DATESTR2NUM - Fast conversion of DATESTR to DATENUM
The builtin DATENUM command is very powerful, but if the input is known to be valid and formatted exactly, a specific MEX can be much faster:
For single strings DateStr2Num is about 120 times faster than DATENUM, for a {1 x 10000} cell string, the speed up factor is 300 to 600(!), (Matlab 2011b/64, MSVC 2008).
D = DateStr2Num(S, F)
INPUT:
S: String or cell string in DATESTR(F) format.
In opposite to DATENUM the validity of the input string is *not* checked.
F: Integer number defining the input format. Accepted:
0: 'dd-mmm-yyyy HH:MM:SS' 01-Mar-2000 15:45:17
1: 'dd-mmm-yyyy' 01-Mar-2000
29: 'yyyy-mm-dd' 2000-03-01
30: 'yyyymmddTHHMMSS' 20000301T154517
31: 'yyyy-mm-dd HH:MM:SS' 2000-03-01 15:45:17
230: 'mm/dd/yyyyHH:MM:SS' 12/24/201515:45:17
231: 'mm/dd/yyyy HH:MM:SS' 12/24/2015 15:45:17
240: 'dd/mm/yyyyHH:MM:SS' 24/12/201515:45:17
241: 'dd/mm/yyyy HH:MM:SS' 24/12/2015 15:45:17
1000: 'dd-mmm-yyyy HH:MM:SS.FFF' 01-Mar-2000 15:45:17.123
1030: 'yyyymmddTHHMMSS.FFF' 20000301T154517.123
OUTPUT:
D: Serial date number.
EXAMPLE:
C = {'2010-06-29 21:59:13', '2010-06-29 21:59:13'};
D = DateStr2Num(C, 31)
>> [734318.916122685, 734318.916122685]
Equivalent Matlab command:
D = datenum(C, 'yyyy-mm-dd HH:MM:SS')
The C-file must be compiled before using. This is done automatically at the first call of this function.
Pre-compiled Mex files can be downloaded from: http://www.n-simon.de/mex

Tested: Matlab 6.5, 7.7, 7.8, 7.13, 32/64bit, WinXP/7
Compiler: LCC 2.4/3.8, BCC 5.5, Open Watcom 1.8, MSVC 2008
Compatibility to MacOS, Linux, 64 bit is assumed, but not tested.

See also: DateConvert (Jan Simon)
http://www.mathworks.com/matlabcentral/fileexchange/25594

Cite As

Jan (2019). DateStr2Num (https://www.mathworks.com/matlabcentral/fileexchange/28093-datestr2num), MATLAB Central File Exchange. Retrieved .

▶ Directions for this task
Reproduce the DateStr2Num description from "Pre-compiled Mex files" up to and including "DateConvert (Jan Simon)".

▶ Data listing
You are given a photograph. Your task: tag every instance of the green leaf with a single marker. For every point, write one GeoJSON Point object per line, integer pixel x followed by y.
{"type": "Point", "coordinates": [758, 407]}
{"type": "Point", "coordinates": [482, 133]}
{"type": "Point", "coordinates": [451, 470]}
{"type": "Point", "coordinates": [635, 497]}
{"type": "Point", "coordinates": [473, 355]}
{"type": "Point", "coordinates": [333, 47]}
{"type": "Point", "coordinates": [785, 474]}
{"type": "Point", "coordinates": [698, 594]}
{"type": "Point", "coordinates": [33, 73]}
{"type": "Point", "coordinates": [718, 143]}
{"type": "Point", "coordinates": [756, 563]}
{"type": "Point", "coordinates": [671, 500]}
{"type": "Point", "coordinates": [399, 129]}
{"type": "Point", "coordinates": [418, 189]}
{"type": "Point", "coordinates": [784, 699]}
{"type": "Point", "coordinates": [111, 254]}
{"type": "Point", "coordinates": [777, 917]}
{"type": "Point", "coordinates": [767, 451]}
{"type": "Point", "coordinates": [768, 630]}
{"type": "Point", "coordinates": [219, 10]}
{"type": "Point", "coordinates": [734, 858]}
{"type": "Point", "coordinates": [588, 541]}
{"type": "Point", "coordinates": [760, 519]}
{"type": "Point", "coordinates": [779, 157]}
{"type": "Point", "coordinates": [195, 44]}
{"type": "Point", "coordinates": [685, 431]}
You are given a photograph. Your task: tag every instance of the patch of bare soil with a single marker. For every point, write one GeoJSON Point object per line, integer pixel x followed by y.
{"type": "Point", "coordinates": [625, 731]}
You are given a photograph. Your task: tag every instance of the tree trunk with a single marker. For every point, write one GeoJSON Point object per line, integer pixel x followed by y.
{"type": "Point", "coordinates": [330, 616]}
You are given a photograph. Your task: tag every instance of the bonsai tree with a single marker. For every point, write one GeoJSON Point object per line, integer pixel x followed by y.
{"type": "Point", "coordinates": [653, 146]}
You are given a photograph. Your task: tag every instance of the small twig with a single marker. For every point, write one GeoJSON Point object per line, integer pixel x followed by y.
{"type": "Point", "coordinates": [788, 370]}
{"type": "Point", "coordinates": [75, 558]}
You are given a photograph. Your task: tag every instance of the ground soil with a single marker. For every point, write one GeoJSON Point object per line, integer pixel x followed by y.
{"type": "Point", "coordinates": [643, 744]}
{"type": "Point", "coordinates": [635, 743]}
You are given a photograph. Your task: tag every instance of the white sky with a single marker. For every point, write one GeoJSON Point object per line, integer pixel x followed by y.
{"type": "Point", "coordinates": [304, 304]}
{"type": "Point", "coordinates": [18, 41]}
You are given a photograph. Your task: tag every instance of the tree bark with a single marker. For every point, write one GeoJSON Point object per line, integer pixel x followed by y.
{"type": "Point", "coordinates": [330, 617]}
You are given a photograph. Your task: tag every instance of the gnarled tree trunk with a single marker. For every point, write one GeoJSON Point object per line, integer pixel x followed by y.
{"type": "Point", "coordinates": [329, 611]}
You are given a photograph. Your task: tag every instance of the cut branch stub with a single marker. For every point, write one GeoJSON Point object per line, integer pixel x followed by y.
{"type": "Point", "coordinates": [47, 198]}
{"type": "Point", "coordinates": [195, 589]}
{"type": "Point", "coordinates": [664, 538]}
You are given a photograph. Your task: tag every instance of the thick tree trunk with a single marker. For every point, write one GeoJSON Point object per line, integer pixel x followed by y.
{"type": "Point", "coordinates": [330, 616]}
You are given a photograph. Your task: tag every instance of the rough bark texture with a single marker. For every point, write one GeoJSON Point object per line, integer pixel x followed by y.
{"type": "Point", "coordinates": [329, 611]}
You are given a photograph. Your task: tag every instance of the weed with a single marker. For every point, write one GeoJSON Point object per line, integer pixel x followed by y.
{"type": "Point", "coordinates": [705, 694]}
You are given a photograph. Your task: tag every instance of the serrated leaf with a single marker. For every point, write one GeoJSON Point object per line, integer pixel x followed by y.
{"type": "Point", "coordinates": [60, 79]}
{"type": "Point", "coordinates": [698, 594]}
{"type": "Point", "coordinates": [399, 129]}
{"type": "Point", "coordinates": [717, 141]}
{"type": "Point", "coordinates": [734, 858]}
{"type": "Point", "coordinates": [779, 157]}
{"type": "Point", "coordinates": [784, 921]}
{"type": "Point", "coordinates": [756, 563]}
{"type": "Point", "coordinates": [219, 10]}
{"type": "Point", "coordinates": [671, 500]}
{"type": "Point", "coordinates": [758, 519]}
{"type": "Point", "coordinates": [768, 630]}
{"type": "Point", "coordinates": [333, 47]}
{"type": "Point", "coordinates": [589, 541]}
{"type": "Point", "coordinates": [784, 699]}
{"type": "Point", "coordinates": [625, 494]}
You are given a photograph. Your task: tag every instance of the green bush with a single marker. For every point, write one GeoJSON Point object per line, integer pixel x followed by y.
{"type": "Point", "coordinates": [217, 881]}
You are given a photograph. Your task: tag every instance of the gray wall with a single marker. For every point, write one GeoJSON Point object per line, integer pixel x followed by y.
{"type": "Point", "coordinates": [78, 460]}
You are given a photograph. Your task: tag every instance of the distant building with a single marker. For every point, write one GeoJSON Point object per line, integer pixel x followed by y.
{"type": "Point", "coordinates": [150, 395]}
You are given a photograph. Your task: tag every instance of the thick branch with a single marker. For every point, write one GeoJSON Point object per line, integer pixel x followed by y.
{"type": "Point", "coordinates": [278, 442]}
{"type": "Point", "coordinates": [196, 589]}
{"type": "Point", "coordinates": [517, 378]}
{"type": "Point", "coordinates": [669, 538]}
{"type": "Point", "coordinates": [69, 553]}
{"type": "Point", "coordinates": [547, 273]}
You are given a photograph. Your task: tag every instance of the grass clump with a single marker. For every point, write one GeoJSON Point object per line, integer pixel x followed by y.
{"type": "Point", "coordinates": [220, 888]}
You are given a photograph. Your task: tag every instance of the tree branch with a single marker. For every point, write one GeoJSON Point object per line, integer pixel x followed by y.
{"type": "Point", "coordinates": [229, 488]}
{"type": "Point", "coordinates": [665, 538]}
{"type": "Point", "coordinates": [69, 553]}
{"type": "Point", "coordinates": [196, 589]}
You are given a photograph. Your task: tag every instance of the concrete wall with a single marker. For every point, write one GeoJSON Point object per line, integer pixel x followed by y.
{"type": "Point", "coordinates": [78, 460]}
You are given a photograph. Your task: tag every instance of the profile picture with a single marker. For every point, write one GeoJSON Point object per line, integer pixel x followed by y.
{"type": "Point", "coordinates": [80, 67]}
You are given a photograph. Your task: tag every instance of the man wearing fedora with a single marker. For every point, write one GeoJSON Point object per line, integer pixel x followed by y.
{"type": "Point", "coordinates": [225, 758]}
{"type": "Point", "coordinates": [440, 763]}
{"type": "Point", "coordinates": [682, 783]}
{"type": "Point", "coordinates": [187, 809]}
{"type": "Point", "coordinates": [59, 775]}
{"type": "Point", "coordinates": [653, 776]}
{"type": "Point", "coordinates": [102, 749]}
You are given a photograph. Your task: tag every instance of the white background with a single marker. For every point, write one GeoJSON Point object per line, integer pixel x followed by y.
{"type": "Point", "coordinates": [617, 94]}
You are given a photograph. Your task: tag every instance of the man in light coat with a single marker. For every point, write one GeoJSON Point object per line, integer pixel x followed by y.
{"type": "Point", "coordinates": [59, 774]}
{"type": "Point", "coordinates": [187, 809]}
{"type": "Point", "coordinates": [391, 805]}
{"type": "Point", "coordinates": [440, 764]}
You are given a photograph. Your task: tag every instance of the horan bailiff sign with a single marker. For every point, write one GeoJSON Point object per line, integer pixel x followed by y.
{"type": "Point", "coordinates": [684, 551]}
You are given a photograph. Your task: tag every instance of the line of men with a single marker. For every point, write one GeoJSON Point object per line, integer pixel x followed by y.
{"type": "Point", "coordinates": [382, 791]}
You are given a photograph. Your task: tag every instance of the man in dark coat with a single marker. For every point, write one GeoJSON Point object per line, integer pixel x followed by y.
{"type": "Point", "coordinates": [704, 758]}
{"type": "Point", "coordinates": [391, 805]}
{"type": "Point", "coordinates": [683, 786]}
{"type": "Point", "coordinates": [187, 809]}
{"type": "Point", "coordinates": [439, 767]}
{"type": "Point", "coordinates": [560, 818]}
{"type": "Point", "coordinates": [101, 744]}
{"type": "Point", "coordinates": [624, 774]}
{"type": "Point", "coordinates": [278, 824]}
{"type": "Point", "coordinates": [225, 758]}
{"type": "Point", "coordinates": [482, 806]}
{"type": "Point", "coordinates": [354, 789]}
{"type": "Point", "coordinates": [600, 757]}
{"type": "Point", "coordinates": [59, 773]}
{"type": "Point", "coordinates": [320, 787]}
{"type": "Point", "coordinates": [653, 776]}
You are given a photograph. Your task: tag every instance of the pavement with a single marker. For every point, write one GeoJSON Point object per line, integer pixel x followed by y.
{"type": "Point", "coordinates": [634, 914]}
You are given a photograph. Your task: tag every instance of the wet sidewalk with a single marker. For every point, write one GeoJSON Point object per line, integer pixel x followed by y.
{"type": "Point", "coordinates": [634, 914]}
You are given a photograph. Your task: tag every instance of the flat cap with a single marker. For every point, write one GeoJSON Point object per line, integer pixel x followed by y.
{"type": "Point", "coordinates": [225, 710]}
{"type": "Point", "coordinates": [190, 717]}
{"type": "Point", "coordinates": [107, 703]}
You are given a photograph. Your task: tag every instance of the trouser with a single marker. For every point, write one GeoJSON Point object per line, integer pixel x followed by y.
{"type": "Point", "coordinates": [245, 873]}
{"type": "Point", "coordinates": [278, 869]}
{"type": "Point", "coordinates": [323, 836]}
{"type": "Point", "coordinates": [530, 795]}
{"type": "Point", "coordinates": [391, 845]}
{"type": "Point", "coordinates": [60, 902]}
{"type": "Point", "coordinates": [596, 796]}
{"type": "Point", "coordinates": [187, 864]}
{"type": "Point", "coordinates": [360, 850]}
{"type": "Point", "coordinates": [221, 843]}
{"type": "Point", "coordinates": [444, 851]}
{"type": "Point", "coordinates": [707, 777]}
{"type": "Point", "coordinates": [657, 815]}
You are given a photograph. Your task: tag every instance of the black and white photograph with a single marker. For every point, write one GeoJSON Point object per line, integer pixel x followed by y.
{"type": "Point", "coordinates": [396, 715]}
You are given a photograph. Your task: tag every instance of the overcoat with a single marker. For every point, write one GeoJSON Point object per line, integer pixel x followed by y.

▶ Exercise answer
Pre-compiled Mex files can be downloaded from: http://www.n-simon.de/mex

Tested: Matlab 6.5, 7.7, 7.8, 7.13, 32/64bit, WinXP/7
Compiler: LCC 2.4/3.8, BCC 5.5, Open Watcom 1.8, MSVC 2008
Compatibility to MacOS, Linux, 64 bit is assumed, but not tested.

See also: DateConvert (Jan Simon)